Goal —
Copy the records from their first line up to and including the line containing "Trace every instance", switching "floral pattern" to "leaf pattern" and leaving everything else unchanged.

Recorded data —
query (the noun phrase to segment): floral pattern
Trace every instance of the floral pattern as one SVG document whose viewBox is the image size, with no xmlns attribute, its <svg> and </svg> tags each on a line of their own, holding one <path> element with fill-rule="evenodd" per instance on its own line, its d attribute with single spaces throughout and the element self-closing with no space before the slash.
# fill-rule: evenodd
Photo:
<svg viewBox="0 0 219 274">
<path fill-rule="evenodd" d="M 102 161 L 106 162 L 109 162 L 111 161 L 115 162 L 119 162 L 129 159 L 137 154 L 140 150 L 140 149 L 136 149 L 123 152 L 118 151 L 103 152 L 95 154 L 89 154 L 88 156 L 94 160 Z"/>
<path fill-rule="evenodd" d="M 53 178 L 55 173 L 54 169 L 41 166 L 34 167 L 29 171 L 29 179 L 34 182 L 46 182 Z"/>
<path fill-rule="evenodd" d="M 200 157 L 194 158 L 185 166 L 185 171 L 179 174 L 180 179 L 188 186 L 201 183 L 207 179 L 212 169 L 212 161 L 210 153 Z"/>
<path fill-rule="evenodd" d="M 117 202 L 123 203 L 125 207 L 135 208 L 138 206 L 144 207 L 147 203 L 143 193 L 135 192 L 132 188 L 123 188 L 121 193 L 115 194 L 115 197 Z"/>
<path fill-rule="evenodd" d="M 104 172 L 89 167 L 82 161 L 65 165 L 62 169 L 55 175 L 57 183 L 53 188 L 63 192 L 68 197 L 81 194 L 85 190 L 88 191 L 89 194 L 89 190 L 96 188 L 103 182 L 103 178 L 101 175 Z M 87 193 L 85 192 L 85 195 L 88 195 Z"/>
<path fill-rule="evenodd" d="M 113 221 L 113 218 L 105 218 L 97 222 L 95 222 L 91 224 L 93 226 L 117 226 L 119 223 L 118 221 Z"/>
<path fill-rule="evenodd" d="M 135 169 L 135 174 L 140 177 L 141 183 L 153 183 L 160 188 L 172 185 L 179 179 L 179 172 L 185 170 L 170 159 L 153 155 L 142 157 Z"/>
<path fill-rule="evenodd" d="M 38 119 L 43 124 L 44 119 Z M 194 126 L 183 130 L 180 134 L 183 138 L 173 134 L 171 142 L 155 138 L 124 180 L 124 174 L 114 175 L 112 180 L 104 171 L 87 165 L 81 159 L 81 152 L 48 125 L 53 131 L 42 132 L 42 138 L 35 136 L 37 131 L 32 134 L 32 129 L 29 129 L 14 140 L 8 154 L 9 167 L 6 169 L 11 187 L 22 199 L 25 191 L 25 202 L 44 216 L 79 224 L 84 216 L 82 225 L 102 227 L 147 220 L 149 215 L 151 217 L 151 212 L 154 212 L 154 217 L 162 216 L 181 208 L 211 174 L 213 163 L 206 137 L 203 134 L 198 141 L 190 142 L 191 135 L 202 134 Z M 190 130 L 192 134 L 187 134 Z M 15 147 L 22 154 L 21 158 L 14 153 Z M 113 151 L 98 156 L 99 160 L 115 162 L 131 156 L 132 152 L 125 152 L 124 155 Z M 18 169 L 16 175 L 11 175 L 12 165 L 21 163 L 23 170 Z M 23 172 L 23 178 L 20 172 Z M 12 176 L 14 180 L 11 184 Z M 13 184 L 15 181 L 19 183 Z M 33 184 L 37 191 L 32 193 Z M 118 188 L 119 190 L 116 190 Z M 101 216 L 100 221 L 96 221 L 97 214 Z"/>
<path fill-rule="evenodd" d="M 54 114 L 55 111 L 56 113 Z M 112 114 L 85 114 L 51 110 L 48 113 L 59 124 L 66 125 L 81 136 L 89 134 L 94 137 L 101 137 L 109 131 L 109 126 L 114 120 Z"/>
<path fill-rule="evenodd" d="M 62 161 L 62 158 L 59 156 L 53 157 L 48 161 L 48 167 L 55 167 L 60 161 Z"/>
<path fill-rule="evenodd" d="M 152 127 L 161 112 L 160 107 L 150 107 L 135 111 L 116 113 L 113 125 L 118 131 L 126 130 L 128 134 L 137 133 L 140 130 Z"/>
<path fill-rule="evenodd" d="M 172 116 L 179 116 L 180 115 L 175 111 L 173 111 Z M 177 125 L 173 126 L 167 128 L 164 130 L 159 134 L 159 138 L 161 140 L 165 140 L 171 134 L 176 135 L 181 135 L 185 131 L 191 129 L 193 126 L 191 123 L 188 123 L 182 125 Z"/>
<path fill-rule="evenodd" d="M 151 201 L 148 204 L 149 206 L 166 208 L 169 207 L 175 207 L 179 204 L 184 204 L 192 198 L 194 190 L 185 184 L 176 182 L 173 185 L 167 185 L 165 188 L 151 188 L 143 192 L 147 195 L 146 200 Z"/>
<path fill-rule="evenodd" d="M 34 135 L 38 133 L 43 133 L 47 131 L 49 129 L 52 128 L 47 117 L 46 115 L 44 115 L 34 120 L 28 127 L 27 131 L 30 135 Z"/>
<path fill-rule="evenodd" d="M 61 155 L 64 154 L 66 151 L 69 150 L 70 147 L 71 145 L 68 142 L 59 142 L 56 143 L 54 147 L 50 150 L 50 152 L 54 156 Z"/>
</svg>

Exercise result —
query (the noun phrase to segment): leaf pattern
Trace every instance of the leaf pattern as one SVG document whose viewBox is the image size, with no xmlns attribute, its <svg> and </svg> tags each on a line of their own, holding one <path> element with fill-rule="evenodd" per instance on its own line, its d attribute with single spaces throughout and the element self-closing with no space before the slash.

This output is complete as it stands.